::: Article

Abdoulaye Kourouma, le président du parti Rassemblement pour la Renaissance et le Développement (RRD) et membre de l’opposition républicaine, a accordé une interview exclusive à notre rédaction . Au cours de cet entretien, l’ex-allié du RPG Arc-en-ciel s’est déterminé sur  les violences relatives à l’installation des exécutifs communaux, le litige autour de l’application de l’accord politique du 8 août entre l’UFDG et le parti au pouvoir, la paralysie du secteur éducatif guinéen et plusieurs autres sujets ont été abordés lors de cet entretien.

Justinmore.info : L’installation des exécutifs communaux se déroule dans un climat de violences  très tendues. Quel en est votre avis ?   

Abdoulaye Kourouma : Vraiment, nous avons des problèmes. Nous, notre parti politique a des problèmes dans la préfecture de Beyla, précisément dans la sous-préfecture de  Karala. Je sais que c’est l’Etat qui est promoteur de la violence et des violations flagrantes des lois dans le pays. Dans la sous-préfecture de Karala, il y a 17 conseillers. Le parti RRD a 9 conseillers, le RPG a en 7 et l’UFDG en a 1. Ce qui veut probablement dire que nous devons gagner l’exécutif à Karala. Je m’en vais vous dire qu’on était surpris de voir l’autorité en charge d’installation de l’exécutif qui est allé avec des pickups de la gendarmerie, avec des policiers et quelques militaires dans la sous-préfecture de Karala, le 1er novembre en se dirigeant au domicile du responsable RPG arc-en-ciel. Après une vingtaine de minutes d’entretien, ils ont pris leur voiture sans poser de question pour sortir de la sous-préfecture. Après vingt  minutes, c’est sur la voix des réseaux sociaux que nous avons appris la victoire du RPG sans qu’il y ait eu une élection de l’exécutif. Lorsque la population a appris connaissance de cette nouvelle farfelue  par la voix des réseaux sociaux, elle s’est  tout de suite mobilisée et est allée au domicile du maire élu, lui retirer le tricolore, le cachet et tous les documents administratifs que cette commission avait laissés avec lui! Puis, elle a sommé le maire autoproclamé de quitter la ville. Aujourd’hui, il n’y a aucun élément du RPG à Karala, et même l’autorité n’est plus présente!

::::::

** Consigne **
D'après l'article, combien de conseillers le parti RRD compte-t-il dans la sous-préfecture de Karala ? Les lignes ci-après ne sont pas nécessaires.

::: Extrait des données

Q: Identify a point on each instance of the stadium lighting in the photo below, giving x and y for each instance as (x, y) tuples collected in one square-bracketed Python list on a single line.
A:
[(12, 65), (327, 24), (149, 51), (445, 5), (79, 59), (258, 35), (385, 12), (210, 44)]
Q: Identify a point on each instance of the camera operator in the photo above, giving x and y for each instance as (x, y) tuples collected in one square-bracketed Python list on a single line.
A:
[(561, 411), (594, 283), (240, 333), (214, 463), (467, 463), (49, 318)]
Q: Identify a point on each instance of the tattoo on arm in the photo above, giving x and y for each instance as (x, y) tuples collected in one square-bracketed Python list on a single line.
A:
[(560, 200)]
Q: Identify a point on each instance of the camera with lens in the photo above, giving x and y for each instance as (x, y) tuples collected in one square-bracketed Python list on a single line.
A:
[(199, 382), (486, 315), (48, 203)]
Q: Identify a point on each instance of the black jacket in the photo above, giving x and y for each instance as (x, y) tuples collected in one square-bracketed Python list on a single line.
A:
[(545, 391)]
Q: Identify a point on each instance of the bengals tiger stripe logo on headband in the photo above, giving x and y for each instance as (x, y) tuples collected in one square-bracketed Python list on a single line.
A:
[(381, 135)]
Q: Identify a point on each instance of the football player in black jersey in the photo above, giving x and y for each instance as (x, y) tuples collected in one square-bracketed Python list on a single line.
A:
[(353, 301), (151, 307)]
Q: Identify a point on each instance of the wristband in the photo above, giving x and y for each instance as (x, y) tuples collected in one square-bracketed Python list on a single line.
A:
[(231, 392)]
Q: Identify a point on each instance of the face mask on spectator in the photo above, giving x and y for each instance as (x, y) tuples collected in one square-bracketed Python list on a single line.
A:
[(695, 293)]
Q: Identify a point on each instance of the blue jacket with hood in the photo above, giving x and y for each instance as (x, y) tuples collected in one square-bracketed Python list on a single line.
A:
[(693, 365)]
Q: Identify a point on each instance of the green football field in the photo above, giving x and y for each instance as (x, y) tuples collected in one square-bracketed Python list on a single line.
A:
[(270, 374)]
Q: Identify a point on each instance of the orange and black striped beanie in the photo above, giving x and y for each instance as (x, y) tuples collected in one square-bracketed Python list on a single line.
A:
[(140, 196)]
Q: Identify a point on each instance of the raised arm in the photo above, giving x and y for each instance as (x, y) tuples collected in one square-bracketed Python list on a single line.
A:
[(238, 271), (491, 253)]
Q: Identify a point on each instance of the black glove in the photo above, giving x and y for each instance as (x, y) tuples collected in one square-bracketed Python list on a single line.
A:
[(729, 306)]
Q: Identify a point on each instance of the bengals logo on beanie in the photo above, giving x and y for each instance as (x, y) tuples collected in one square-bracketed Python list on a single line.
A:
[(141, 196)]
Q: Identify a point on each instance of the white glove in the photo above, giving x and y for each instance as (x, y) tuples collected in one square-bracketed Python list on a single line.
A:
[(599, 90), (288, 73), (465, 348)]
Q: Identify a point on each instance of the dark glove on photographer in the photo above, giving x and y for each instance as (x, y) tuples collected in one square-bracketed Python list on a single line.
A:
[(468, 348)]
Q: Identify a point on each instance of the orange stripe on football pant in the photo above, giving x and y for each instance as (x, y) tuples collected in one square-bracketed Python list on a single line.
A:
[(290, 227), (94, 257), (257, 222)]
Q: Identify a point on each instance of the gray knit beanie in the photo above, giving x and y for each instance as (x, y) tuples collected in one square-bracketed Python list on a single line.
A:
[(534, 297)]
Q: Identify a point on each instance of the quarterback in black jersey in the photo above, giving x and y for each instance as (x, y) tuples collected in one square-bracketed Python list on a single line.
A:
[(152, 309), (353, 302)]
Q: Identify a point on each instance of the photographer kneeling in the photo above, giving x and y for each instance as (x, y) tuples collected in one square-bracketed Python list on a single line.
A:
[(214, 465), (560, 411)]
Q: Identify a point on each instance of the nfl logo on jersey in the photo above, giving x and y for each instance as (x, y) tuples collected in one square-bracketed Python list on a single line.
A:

::::::

** Réponse **
Le parti RRD compte 9 conseillers dans la sous-préfecture de Karala.